> EXERCISE DETAILS: Convert the entries below into a numbered list, omitting any blank lines.

** Begin **

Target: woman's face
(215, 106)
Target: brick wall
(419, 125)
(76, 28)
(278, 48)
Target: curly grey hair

** End **

> TASK ANSWER:
1. Target: woman's face
2. (215, 106)
3. Target: brick wall
4. (419, 125)
5. (76, 28)
6. (278, 48)
7. Target: curly grey hair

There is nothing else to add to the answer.